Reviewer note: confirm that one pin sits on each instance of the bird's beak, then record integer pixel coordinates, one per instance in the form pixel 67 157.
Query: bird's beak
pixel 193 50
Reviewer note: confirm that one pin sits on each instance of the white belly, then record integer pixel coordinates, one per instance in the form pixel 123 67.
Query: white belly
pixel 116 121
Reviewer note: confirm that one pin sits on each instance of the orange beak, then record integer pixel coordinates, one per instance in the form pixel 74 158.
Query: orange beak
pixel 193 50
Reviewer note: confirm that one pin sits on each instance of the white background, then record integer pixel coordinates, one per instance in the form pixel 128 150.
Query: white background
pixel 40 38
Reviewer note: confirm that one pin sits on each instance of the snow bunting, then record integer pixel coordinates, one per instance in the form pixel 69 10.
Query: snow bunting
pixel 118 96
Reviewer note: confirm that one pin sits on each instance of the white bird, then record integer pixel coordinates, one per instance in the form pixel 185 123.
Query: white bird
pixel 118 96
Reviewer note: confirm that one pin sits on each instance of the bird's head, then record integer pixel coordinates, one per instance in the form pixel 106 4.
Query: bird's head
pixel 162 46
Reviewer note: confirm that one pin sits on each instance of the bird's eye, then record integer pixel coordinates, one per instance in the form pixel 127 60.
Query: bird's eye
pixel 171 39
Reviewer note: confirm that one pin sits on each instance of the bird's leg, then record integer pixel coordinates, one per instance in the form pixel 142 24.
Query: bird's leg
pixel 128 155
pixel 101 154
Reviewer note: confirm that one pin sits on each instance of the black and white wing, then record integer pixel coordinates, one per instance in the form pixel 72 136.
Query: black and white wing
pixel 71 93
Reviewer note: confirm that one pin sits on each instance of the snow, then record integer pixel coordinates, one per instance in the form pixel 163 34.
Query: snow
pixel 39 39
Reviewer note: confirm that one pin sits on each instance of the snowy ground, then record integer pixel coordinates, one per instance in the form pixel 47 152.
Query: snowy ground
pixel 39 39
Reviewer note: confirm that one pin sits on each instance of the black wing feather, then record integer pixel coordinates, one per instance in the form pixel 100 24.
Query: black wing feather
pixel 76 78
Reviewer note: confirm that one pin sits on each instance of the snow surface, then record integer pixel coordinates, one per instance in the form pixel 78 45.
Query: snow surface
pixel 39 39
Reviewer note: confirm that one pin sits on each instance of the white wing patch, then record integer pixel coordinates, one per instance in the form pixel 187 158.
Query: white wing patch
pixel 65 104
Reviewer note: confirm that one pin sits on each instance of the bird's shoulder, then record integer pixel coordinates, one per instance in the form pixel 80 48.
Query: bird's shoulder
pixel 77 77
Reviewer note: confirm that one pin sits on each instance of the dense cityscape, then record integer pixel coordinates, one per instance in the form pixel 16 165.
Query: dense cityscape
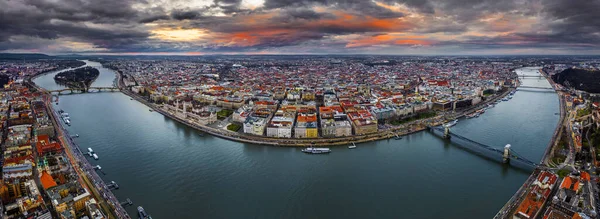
pixel 416 109
pixel 308 102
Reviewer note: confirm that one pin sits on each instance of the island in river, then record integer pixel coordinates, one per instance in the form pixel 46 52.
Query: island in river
pixel 79 78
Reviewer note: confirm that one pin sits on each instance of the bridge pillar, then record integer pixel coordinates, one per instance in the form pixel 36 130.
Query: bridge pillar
pixel 446 132
pixel 506 155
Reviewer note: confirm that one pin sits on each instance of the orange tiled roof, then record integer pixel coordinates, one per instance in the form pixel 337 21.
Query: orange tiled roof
pixel 47 180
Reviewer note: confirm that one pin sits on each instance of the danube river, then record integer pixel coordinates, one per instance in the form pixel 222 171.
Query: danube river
pixel 174 173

**PROBLEM DETAILS**.
Could you retype each line of the material above exactly, skipping the pictures?

**RESULT**.
Reviewer note: confirm that one pin sits on each instance of the bird's beak, then record integer pixel coordinates, one per instance in the form pixel 67 157.
Query: bird's beak
pixel 193 50
Reviewer note: confirm that one pin sits on each instance of the white belly, then record integer pixel coordinates, one per instance in the form pixel 123 67.
Query: white belly
pixel 116 121
Reviewer note: confirm that one pin sits on each instance of the orange beak, then record integer pixel coordinates, one per instance in the form pixel 74 158.
Query: orange beak
pixel 193 50
Reviewer note: confirm that one pin sits on each instance of the white background, then record integer pixel coordinates, one per instance in the form pixel 128 150.
Query: white background
pixel 40 38
Reviewer note: confirm that one pin sits on each instance of the snow bunting, then record integer pixel coordinates, one per instance in the form pixel 69 10.
Query: snow bunting
pixel 118 96
Reviewer note: confirm that one pin sits on each instance of the white bird, then record integer pixel coordinates, one per instance in the form pixel 185 123.
Query: white bird
pixel 118 96
Reviewer note: confirm that one pin sits on each instance of the bird's head, then record integer pixel coordinates, one per instance in the form pixel 106 4.
Query: bird's head
pixel 162 46
Reviewer note: confirm that one pin sits on each instance of the bird's eye, then record integer pixel coordinates, one per instance in the form pixel 127 60.
Query: bird's eye
pixel 171 39
Reviewer note: confirm that one pin sits on each instance of the bird's leg, then record integer pixel coordinates, one per instance in the form pixel 142 24.
Query: bird's leg
pixel 128 155
pixel 101 154
Reviewer note: confirm that one pin sits on each instance of the black and white wing, then record integer pixel coordinates, one per instance in the form pixel 72 136.
Query: black and white wing
pixel 71 93
Reviewer note: confirm that one pin sits on each instance of the snow, then record integer pixel coordinates, one per instance in the form pixel 163 34.
Query: snow
pixel 39 39
Reviewer note: confirm that one pin sits on each instance of the snowy ground, then record integer pixel coordinates, one per instance in the form pixel 47 152.
Query: snowy ground
pixel 39 39
Reviewer note: confirm that one pin sits on each instance of the black wing feather, then record integer pixel coordinates, one per instance in the form pixel 100 24.
Query: black wing feather
pixel 76 78
Reviewer note: confirm that one pin sits on each instance of the snow surface, then record integer pixel coordinates, one per instance in the form pixel 78 45.
Query: snow surface
pixel 39 39
Reviewer note: confirm that one pin sits on each instance of the white wing patch, then record integer pixel coordinates, one per instance in the form pixel 187 158.
Query: white wing patch
pixel 65 104
Reviewer note: confirm that one pin sits on each instance of the bird's shoulder, then record integer pixel coordinates, one per instance in the form pixel 80 48.
Query: bird's shoulder
pixel 77 77
Reviewer note: confirm that one pin sits on each instance of the dense cityscape, then record integer pixel coordinates, one per instance in the form pixel 16 165.
Query: dense cityscape
pixel 416 109
pixel 308 102
Reviewer note: confirm that one pin sits on each instance of the island in river, then record integer pixel coordinates, one per instance in the form pixel 46 52.
Query: island in river
pixel 79 78
Reviewer note: confirm that one pin sits on each instance of the bridge pillar, then record integer pixel coordinates, one per instance in the form pixel 36 130.
Query: bridge pillar
pixel 446 132
pixel 506 155
Reviewer note: confirm that one pin sits on each instance of the orange tiled roof, then record integer pixel coordinates, one per instance in the form pixel 337 21.
Query: orange tiled roof
pixel 47 180
Reviewer note: confirm that one pin sits on each instance of the danube river, then record integer pixel coordinates, one per instance in the form pixel 222 171.
Query: danube river
pixel 174 173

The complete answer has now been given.